> **KUTIPAN DOKUMEN**:

Sensor Pornografi dalam Film Memiliki Perspektif yang Luas
Ilustrasi - Sebuah film dikategorikan pornografi jika sengaja menampilkan eksploitasi seksual, meskipun pada masa kini sering dikaburkan dengan seni sinematografi. (Unsplash)

Bagikan:

JAKARTA - Meski sudah sering disosialisasikan, namun kategori usia yang diberikan Lembaga Sensor Film (LSF) masih sering diabaikan penonton. Padahal kategori usia dilakukan untuk melindungi penonton.

Dikutip dari laman Kementerian Pendidikan dan Kebudayaan, salah satu fungsi LSF adalah perlindungan terhadap masyarakat dari dampak negatif yang timbul dari peredaran dan pertunjukan film dan iklan film yang tidak sesuai dengan dasar, arah, dan tujuan perfilman Indonesia.

Berdasarkan PP Nomor 18 Tahun 2014 tentang Lembaga Sensor Film, terdapat empat kategori penggolongan film dan iklan film berdasarkan penontonnya. Kategori tersebut adalah film kategori untuk semua umur (SU), film untuk penonton usia 13 tahun atau lebih (13+), film untuk penonton usia 17 tahun atau lebih (17+), dan film untuk penonton usia 21 tahun atau lebih (21+).

> **YANG DIMINTA**:
Tolong lanjutkan teks tentang sensor film dan kategori usia dari LSF di atas, mulai setelah kalimat terakhirnya.

> **CUPLIKAN DATA**:
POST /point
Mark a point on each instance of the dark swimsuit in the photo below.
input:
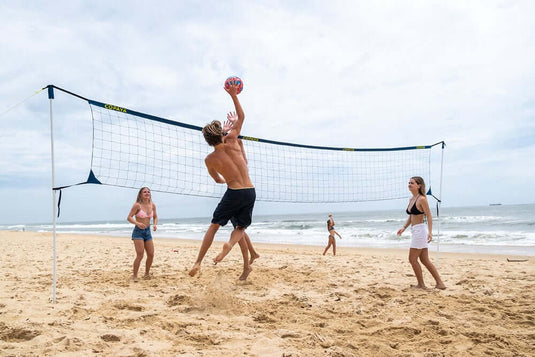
(414, 210)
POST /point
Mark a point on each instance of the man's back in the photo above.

> **HASIL LATIHAN**:
Adegan Informatif dan Eksploitatif

Adegan ciuman maupun kekerasan seringkali menjadi bagian yang paling disorot dalam sebuah film. Namun, kedua adegan tersebut juga bisa dengan mudah dijumpai pada film dengan kategori SU, 13+, dan 17+.

Pada film Petualangan Sherina 2 yang tayang di bioskop sejak pekan lalu misalnya, di pengujung film terdapat adegan Shadam, yang diperankan oleh Derby Romero, mencium Sherina, yang diperankan oleh Sherina Munaf. Padahal film Petualangan Sherina mendapat label SU dari LSF.

Lain cerita dengan film populer seperti Avengers: Endgame yang masuk kategori 13+ dari LSF. Namun kenyataannya film tersebut banyak ditonton anak-anak di bawah usia 13 tahun. Dalam film yang di antaranya diperankan oleh Robert Downey Jr tersebut menampilkan sejumlah adegan perkelahian.

Lalu, bagaimanakah LSF menetapkan klasifikasi bahwa suatu adegan, misalnya adegan ciuman dan perkelahian, dapat masuk dalam kategori 13+ atau 17+.

Ketua LSF Rommy Fibri Hardiyanto memberikan penjelasan, bahwa adegan tersebut dapat dikategorikan menjadi dua, apakah itu adegan yang sifatnya informatif atau eksploitatif.

“Apakah adegan tersebut masuk kategori 13+ atau 17+ dapat kita lihat dari dua hal, yaitu informatif atau eksploitatif,” Kata Rommy kepada VOI.

Suasana konferensi pers "Petualangan Sherina 2" di Jakarta, Senin (25/9/2023). (Antara/Livia Kristianti)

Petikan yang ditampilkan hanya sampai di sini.